[Source records]
***

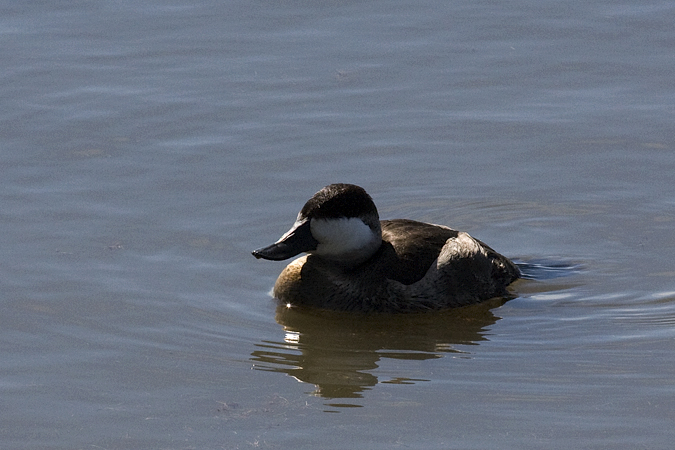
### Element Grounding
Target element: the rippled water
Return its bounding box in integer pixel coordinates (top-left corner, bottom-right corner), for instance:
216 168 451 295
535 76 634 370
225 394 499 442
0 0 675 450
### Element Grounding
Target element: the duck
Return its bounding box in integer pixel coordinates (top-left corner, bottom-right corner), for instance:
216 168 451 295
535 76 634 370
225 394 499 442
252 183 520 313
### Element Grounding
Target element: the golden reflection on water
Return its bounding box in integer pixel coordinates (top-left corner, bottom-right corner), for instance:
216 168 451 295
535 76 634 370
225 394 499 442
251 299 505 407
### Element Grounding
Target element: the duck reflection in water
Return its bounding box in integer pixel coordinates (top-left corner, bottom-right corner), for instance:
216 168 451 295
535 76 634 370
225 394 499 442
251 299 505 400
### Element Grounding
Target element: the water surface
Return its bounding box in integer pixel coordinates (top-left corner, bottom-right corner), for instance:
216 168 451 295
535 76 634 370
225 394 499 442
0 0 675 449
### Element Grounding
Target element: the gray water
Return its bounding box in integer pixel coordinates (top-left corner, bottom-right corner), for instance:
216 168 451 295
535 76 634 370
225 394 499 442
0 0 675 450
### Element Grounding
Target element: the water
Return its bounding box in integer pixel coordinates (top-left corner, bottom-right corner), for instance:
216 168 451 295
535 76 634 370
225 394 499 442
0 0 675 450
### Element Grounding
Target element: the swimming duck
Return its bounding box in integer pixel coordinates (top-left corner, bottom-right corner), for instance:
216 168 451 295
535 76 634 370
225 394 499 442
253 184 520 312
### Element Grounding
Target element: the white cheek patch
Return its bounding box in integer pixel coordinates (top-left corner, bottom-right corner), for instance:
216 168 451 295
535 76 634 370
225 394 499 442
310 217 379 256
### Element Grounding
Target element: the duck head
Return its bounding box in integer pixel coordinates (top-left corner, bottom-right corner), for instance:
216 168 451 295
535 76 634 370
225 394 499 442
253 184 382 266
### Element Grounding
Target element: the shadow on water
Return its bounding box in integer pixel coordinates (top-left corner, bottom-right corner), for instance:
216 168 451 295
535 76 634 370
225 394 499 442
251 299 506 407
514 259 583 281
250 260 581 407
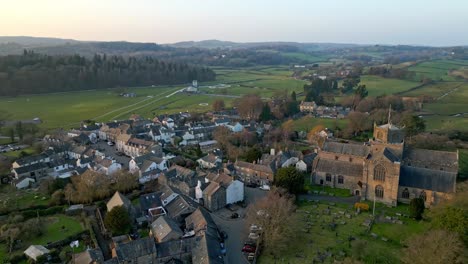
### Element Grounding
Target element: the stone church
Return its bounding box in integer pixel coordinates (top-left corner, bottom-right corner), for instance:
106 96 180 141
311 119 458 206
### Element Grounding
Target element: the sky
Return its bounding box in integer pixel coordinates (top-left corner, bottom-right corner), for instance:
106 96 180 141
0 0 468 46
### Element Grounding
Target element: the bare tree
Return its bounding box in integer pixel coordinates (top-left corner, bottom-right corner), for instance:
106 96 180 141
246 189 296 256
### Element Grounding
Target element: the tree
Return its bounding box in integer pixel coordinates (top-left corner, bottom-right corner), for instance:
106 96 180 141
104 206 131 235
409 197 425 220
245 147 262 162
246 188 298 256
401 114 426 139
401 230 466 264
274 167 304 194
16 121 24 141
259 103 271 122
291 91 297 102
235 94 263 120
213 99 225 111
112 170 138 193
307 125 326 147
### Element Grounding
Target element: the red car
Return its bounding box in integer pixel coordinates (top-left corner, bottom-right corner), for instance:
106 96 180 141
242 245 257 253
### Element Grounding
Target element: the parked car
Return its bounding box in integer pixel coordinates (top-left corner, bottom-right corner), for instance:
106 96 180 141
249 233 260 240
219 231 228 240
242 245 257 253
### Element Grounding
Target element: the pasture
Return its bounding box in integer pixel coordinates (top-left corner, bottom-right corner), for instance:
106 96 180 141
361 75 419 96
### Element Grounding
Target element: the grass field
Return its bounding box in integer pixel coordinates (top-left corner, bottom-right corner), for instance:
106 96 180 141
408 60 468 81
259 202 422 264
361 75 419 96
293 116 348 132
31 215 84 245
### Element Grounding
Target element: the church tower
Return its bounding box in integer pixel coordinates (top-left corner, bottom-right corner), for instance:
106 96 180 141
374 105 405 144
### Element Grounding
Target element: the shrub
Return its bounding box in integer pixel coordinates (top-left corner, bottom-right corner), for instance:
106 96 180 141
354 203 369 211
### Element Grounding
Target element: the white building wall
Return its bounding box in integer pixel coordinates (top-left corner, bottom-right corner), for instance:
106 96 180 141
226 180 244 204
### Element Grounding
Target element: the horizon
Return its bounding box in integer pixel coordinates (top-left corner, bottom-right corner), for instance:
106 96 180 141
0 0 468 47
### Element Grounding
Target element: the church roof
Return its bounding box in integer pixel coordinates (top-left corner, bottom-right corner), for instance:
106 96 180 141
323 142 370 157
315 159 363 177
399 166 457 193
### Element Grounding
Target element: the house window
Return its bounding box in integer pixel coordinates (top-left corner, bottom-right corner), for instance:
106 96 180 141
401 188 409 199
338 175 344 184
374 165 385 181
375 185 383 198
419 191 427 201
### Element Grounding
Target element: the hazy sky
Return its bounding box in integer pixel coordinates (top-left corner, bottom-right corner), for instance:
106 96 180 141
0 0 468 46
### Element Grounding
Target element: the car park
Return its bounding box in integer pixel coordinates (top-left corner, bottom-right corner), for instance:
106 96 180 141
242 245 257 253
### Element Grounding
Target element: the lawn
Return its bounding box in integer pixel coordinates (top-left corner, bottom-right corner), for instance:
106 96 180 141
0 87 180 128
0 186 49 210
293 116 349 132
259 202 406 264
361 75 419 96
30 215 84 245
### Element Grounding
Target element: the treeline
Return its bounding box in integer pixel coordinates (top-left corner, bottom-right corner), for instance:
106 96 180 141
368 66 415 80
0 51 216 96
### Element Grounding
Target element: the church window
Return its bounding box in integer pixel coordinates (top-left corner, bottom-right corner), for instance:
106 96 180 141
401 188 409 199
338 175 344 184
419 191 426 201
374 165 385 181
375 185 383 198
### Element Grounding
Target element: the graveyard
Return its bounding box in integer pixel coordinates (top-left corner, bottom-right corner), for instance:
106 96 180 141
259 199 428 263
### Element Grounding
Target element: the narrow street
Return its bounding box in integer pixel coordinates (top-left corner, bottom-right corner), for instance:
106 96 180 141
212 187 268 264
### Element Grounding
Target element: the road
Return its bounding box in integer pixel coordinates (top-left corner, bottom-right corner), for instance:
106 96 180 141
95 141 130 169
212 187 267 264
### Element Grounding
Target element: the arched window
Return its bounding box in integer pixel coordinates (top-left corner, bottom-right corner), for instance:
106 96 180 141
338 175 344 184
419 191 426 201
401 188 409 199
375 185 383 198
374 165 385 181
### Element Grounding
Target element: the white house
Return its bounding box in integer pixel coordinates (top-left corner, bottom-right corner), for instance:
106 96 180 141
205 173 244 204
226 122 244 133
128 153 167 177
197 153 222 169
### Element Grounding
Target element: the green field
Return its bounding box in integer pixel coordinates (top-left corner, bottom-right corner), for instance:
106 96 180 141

***

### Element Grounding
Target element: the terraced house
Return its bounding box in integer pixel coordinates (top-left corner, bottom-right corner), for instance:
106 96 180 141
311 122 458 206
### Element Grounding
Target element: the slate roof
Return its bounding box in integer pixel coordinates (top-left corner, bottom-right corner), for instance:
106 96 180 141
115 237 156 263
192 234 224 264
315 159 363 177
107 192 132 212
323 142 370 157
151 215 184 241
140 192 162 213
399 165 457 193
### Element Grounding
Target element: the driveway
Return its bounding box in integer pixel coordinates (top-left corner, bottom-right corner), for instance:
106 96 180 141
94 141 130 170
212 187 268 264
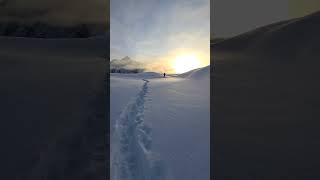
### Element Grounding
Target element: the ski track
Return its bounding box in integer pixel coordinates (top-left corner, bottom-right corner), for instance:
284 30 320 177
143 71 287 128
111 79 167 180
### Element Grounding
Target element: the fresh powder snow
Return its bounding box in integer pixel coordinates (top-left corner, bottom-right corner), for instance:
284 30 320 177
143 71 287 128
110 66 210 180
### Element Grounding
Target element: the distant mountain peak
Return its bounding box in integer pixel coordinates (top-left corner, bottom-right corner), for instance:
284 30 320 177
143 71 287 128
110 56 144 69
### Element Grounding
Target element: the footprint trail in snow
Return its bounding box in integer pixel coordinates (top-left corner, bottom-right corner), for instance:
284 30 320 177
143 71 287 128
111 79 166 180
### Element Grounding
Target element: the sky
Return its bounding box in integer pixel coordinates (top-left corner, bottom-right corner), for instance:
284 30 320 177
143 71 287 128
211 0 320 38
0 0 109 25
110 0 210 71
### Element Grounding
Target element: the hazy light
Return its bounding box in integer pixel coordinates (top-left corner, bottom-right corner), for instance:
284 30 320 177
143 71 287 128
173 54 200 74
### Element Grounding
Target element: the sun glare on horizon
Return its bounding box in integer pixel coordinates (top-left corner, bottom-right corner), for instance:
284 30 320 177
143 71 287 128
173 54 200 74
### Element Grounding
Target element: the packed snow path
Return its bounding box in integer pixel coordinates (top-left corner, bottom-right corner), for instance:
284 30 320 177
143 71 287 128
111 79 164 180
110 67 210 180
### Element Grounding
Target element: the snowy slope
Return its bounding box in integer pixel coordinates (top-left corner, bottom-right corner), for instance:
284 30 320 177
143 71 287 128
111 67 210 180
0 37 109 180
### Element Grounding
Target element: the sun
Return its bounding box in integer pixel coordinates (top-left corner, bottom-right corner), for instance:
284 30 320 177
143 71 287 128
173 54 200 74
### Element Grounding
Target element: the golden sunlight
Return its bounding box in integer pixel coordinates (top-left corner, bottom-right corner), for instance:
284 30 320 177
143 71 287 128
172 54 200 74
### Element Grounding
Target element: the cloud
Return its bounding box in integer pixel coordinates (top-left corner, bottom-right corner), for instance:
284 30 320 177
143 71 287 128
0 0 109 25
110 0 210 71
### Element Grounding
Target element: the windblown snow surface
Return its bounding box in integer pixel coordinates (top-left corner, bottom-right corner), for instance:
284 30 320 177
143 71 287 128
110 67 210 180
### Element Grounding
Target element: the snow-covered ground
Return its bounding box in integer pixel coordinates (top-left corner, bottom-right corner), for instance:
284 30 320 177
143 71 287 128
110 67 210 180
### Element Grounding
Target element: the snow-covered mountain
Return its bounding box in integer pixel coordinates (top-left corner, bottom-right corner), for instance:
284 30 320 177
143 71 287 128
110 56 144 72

***

Identify every line in the two blocks of source records above that contains the string "field", and copy each of those lines.

> Full output
Target element: the grass field
Target element: the green field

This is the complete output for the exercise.